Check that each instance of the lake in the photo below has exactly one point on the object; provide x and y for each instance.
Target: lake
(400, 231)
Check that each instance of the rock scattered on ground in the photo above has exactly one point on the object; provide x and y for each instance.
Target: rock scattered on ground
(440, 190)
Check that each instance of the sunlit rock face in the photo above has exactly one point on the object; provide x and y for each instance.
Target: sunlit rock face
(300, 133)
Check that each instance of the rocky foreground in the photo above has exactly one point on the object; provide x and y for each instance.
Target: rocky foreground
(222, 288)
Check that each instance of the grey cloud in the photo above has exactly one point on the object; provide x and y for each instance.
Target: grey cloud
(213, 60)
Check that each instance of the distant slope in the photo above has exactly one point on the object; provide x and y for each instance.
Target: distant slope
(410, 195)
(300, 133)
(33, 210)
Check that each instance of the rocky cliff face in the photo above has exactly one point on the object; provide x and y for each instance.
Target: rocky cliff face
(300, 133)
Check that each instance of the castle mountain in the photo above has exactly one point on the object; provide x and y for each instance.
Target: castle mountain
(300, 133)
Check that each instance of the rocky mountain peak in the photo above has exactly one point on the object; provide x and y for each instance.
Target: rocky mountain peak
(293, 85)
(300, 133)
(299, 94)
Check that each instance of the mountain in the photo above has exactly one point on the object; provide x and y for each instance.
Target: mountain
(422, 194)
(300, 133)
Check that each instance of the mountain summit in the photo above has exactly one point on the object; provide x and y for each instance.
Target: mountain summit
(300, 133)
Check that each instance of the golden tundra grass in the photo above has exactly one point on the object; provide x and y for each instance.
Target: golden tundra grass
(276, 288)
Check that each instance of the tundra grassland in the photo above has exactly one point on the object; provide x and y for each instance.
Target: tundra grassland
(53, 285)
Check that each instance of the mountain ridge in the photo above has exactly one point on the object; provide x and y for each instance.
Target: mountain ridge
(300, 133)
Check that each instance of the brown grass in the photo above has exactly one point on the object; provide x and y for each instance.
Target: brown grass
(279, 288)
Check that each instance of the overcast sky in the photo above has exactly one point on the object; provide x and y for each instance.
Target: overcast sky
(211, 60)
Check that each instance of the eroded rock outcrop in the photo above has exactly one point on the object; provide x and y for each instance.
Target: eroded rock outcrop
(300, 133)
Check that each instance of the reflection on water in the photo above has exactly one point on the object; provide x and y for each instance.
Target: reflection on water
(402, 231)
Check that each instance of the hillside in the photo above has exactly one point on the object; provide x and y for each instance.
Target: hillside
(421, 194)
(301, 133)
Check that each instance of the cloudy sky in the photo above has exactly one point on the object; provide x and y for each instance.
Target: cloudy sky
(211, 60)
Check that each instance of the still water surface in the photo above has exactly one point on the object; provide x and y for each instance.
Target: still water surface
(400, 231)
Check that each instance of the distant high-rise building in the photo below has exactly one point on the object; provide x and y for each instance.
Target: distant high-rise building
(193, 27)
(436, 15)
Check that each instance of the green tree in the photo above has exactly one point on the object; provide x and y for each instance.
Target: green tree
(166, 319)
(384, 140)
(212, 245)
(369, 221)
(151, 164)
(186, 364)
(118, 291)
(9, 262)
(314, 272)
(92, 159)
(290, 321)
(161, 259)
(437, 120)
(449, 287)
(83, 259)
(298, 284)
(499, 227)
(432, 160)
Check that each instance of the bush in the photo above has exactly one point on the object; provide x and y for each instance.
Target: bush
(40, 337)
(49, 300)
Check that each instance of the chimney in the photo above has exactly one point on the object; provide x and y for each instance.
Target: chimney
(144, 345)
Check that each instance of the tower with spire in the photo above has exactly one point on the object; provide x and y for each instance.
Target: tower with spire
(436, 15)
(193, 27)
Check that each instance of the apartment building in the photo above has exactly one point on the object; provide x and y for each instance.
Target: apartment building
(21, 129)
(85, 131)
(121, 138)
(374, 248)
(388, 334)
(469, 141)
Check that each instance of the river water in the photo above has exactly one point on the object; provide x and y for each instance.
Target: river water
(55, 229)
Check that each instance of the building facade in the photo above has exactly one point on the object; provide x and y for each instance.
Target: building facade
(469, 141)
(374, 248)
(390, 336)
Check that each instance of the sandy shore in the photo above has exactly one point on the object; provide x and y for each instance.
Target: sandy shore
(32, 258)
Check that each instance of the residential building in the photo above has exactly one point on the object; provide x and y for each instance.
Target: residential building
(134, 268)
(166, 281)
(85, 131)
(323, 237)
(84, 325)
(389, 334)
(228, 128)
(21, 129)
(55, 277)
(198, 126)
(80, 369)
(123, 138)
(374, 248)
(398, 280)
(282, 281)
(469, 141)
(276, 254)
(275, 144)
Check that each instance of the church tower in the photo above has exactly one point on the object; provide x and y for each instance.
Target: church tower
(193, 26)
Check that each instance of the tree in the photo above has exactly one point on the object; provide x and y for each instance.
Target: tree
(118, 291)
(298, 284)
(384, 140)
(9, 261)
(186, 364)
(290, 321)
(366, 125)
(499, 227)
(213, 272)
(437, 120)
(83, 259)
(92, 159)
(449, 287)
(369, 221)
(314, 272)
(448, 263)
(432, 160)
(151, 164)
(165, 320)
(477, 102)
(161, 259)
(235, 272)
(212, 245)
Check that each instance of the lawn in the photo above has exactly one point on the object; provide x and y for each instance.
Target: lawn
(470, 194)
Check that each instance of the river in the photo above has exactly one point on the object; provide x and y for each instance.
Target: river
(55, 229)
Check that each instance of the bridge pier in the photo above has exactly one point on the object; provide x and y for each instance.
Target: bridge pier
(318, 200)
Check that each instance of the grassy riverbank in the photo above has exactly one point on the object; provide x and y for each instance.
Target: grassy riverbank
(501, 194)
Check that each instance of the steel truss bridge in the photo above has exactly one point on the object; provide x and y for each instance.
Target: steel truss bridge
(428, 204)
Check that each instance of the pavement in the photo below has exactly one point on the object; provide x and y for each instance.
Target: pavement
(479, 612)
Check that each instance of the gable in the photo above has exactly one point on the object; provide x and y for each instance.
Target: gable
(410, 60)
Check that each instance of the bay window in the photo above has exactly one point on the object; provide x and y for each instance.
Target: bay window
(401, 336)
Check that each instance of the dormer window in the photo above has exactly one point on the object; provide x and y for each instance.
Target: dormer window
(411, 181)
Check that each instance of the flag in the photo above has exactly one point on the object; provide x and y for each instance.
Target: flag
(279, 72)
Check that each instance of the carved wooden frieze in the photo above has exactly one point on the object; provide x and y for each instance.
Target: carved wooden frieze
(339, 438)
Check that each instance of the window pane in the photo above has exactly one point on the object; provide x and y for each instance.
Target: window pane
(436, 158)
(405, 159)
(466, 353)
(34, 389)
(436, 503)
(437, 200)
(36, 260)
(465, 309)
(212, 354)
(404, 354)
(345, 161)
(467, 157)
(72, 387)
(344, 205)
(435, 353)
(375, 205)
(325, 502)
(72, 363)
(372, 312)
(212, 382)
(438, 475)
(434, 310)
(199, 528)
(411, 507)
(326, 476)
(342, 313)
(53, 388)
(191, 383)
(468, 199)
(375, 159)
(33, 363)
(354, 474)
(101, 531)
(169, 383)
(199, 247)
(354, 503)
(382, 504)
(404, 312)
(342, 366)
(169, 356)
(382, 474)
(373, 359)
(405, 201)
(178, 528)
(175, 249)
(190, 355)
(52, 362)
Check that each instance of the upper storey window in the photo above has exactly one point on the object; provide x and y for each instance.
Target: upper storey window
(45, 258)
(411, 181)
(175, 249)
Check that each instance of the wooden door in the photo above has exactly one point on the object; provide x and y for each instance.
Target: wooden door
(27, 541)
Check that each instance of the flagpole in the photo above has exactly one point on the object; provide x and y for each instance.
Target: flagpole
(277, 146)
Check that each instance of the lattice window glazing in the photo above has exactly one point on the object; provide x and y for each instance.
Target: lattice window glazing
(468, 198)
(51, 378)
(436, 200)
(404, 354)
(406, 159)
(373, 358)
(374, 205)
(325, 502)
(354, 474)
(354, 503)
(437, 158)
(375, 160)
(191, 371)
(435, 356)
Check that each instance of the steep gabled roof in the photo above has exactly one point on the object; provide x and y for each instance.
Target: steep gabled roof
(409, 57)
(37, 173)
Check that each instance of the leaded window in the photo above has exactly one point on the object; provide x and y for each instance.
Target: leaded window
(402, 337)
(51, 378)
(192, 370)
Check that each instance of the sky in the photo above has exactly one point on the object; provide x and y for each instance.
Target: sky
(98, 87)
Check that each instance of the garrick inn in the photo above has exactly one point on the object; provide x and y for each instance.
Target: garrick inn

____

» **Task objective**: Copy word for word the lines of the records above, from the line containing "Check that each instance of the garrick" through the end of the records.

» **Answer for the task**:
Check that each instance of the garrick inn in the photo above has exactly one point on the object; provide x and y for each instance.
Target: garrick inn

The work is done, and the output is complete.